Could you rewrite the listing below as a numbered list, one item per line, skipping any blank lines and leaving the pictures out?

┌────────

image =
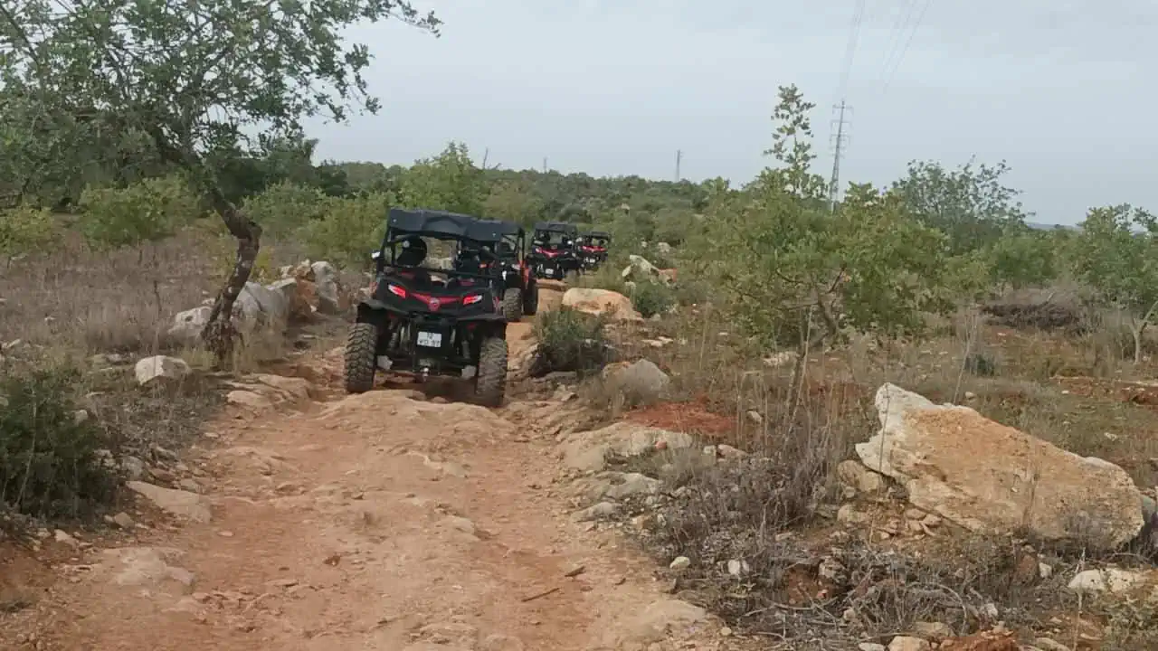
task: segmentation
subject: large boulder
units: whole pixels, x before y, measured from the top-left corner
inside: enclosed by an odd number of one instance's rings
[[[572,287],[563,294],[563,306],[586,312],[607,314],[615,321],[643,321],[643,316],[631,307],[631,300],[610,290]]]
[[[624,280],[659,280],[659,268],[647,262],[643,256],[635,254],[628,256],[628,265],[623,268],[621,276]]]
[[[191,368],[184,359],[154,354],[139,360],[133,368],[133,374],[137,375],[138,385],[153,387],[177,382],[189,375],[190,371]]]
[[[1142,493],[1108,461],[889,383],[875,404],[881,429],[857,455],[903,484],[915,506],[976,532],[1028,529],[1102,549],[1142,529]]]
[[[213,308],[204,305],[177,313],[173,317],[173,327],[168,331],[169,338],[185,345],[196,344],[200,341],[201,330],[210,322],[212,313]]]
[[[290,319],[290,301],[283,291],[261,283],[245,283],[234,303],[234,316],[245,328],[281,328]]]
[[[338,270],[324,261],[315,262],[310,268],[314,271],[314,283],[317,287],[317,312],[322,314],[343,314],[347,307],[347,301],[342,295]]]
[[[603,368],[607,386],[629,404],[651,404],[665,397],[672,379],[650,359],[621,363]]]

└────────

▸ **Full answer**:
1. image =
2. task: segmentation
3. subject: large boulder
4. units: whole pixels, x before y, measured from the top-left corner
5. inside: enclosed by an odd number of one instance's rings
6. [[[572,287],[563,294],[563,306],[586,312],[607,314],[615,321],[643,321],[643,316],[631,307],[631,300],[610,290]]]
7. [[[624,280],[659,280],[659,268],[647,262],[643,256],[635,254],[628,256],[628,265],[623,268],[621,276]]]
8. [[[191,368],[184,359],[154,354],[139,360],[133,368],[133,374],[137,375],[138,385],[153,387],[177,382],[189,375],[190,371]]]
9. [[[1142,493],[1108,461],[889,383],[875,404],[881,429],[857,455],[903,484],[915,506],[976,532],[1028,529],[1102,549],[1142,529]]]
10. [[[213,308],[204,305],[177,313],[173,317],[173,327],[168,331],[169,338],[185,345],[196,344],[200,341],[201,330],[210,322],[212,313]]]
11. [[[290,319],[290,301],[283,291],[261,283],[245,283],[234,303],[234,316],[245,328],[281,328]]]
12. [[[338,270],[324,261],[315,262],[310,268],[314,271],[314,283],[317,287],[317,312],[322,314],[343,314],[347,307],[347,301],[342,295]]]
13. [[[603,368],[607,386],[629,404],[651,404],[665,397],[672,379],[650,359],[621,363]]]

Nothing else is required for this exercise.